TASK LIST:
a) In the post below about being a practice patient, what illness did the writer's assigned case describe?
b) In the post below about being a practice patient, rewrite the paragraph beginning "I got a message from a guy" as a short bulleted list that keeps its main facts.
c) Carry the post below about being a practice patient for medical students forward from its last sentence.

EXCERPT:
*** Begin section ***

Sometimes couchsurfing can be weird but most of the time it's wonderful. Like when with no effort at all from my side, I got a offered a job by being a part of the Job in Berlin group on couchsurfing.
I got a message from a guy that wondered if I wanted to be a practice patient for German medical students that where doing a exchange year in Sweden. He needed native Swedish speakers to help out by talking easy Swedish about a fake illness. For this I would get paid and get breakfast. Offer me food and I will be there basically, and this just sounded like easy fun.
So last Saturday morning I got to breakfast with a group of students and switched between Swedish and German while eating. My case said that I had a urinary tract infection after coming back from my honeymoon in Thailand a couple of days earlier. Easy. I sat in a room and during 2 hours nine students came in and tried to figure out what I had. Their Swedish was at very different levels. Some spoke almost fluently, others just had a very basic vocabulary and looked at me all confused when I said anything. Some took it really serious and where professional. One thought that my Swedish was so different from anything he had every heard, which was a surprise for me. I think my Swedish is dialect free and without any difficult words. He thought my word use was special, but we could communicate and talked about Uppsala, where he is going in Sweden, and places to live and how wonderful that city is after he figured out what illness I had.

*** End section ***

GIVEN ENTRIES:
*** Begin section ***

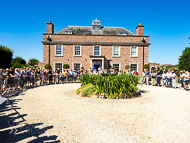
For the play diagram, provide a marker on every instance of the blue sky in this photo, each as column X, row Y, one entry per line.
column 166, row 22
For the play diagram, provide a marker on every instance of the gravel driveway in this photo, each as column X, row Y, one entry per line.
column 56, row 114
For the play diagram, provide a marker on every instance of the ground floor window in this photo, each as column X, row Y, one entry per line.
column 59, row 65
column 135, row 67
column 76, row 66
column 116, row 67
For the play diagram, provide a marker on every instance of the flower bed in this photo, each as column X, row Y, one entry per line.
column 113, row 87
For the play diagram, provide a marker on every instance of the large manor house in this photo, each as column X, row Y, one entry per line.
column 92, row 46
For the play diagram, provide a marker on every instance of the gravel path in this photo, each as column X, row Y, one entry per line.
column 58, row 114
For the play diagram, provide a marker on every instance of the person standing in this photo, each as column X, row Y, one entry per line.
column 164, row 78
column 159, row 75
column 174, row 76
column 169, row 78
column 186, row 80
column 153, row 74
column 147, row 77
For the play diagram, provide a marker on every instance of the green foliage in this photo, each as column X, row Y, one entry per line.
column 146, row 66
column 117, row 86
column 5, row 56
column 86, row 90
column 19, row 60
column 184, row 60
column 32, row 62
column 47, row 66
column 17, row 65
column 127, row 67
column 66, row 66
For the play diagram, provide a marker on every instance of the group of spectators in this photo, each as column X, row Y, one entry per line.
column 10, row 78
column 166, row 79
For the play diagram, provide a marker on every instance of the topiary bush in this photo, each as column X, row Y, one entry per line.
column 66, row 66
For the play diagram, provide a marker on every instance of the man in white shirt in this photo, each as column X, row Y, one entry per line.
column 169, row 78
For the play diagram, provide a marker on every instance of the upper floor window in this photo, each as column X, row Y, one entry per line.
column 134, row 52
column 77, row 50
column 96, row 50
column 58, row 50
column 116, row 51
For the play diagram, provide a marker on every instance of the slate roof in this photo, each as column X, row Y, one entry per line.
column 87, row 30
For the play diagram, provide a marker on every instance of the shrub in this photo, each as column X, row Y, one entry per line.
column 127, row 67
column 146, row 66
column 66, row 66
column 112, row 86
column 47, row 66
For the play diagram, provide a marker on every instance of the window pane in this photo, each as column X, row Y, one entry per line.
column 133, row 51
column 76, row 66
column 134, row 66
column 116, row 51
column 58, row 65
column 116, row 67
column 77, row 50
column 58, row 50
column 96, row 51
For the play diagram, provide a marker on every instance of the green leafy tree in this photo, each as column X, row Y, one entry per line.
column 184, row 60
column 66, row 66
column 33, row 62
column 6, row 55
column 47, row 66
column 19, row 60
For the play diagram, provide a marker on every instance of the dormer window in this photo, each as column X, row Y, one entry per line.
column 69, row 32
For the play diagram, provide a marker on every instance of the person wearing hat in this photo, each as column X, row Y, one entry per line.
column 186, row 80
column 174, row 77
column 169, row 78
column 182, row 79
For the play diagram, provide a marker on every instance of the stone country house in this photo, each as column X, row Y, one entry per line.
column 92, row 46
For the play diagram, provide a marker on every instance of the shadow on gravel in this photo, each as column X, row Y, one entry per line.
column 14, row 128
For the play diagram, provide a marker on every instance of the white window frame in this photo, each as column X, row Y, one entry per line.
column 74, row 50
column 137, row 66
column 136, row 52
column 58, row 63
column 99, row 50
column 76, row 63
column 119, row 65
column 61, row 50
column 113, row 51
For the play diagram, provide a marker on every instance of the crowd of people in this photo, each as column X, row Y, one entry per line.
column 10, row 78
column 30, row 77
column 166, row 79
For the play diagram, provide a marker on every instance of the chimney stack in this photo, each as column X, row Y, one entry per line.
column 50, row 28
column 140, row 30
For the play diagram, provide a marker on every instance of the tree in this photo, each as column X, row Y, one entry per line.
column 146, row 66
column 184, row 60
column 6, row 55
column 66, row 66
column 19, row 60
column 47, row 66
column 33, row 62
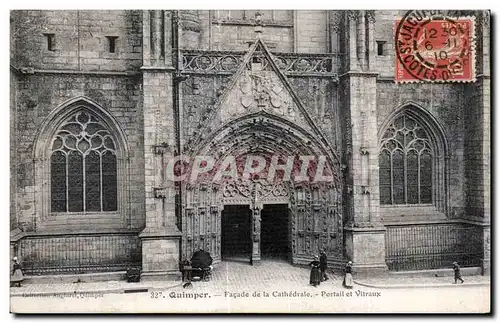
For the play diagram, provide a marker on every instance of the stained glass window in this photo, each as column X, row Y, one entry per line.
column 405, row 164
column 83, row 166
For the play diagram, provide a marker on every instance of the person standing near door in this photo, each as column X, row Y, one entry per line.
column 323, row 265
column 17, row 273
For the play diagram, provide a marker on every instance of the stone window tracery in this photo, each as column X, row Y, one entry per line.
column 83, row 166
column 406, row 163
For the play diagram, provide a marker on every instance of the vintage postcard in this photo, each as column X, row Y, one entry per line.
column 250, row 161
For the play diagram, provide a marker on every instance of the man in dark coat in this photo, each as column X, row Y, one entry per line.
column 458, row 275
column 323, row 265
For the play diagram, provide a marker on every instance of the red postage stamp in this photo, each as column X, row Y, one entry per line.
column 434, row 48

*** End section ***

TASK RESPONSES:
a) A urinary tract infection after coming back from a honeymoon in Thailand a couple of days earlier.

b)
- A man messaged asking whether the writer would be a practice patient for German medical students on an exchange year in Sweden.
- He needed native Swedish speakers to talk in easy Swedish about a fake illness.
- The job paid and included breakfast.
- The offer of food alone was enough, and it sounded like easy fun.

c)
It's not really hard to get that I fake had a urinary tract infection (It hurts when I pee and I need to go to the bathroom often. Really anyone would figure that out after that sentence), all did it, and after they said that they wanted a urin sample and blood sample and said that I would get antibiotics, I chitchatted with them.
You have to know some chitchat in Swedish if you're going to live there. Like how to small talk about the weather (typical) or explain why you choose Sweden for an exchange year and so on. I always find it interesting that people learn Swedish and love Sweden so much as some of these students did. The two hours went passed fast and I had fun.
I could do this every weekend, so if someone in Berlin needs a native Swedish speakers for anything and offer food (money would be a bonus), hook me up.
In other stuff that you don't do every day, is that I will go to the airport and pick someone up that I've never meet tomorrow. Not just anyone at the airport, but Jake's brother. I have never been to the Tegel airport since I don't fly and I need to find someone and bring him to Tempelhof. My sense of direction is awful and finding thing/people isn't what I'm good at. This can go wrong in many ways but it can also go right in many ways. Tomorrow is going to be an adventure. (We're going on an adventure, Charlie!)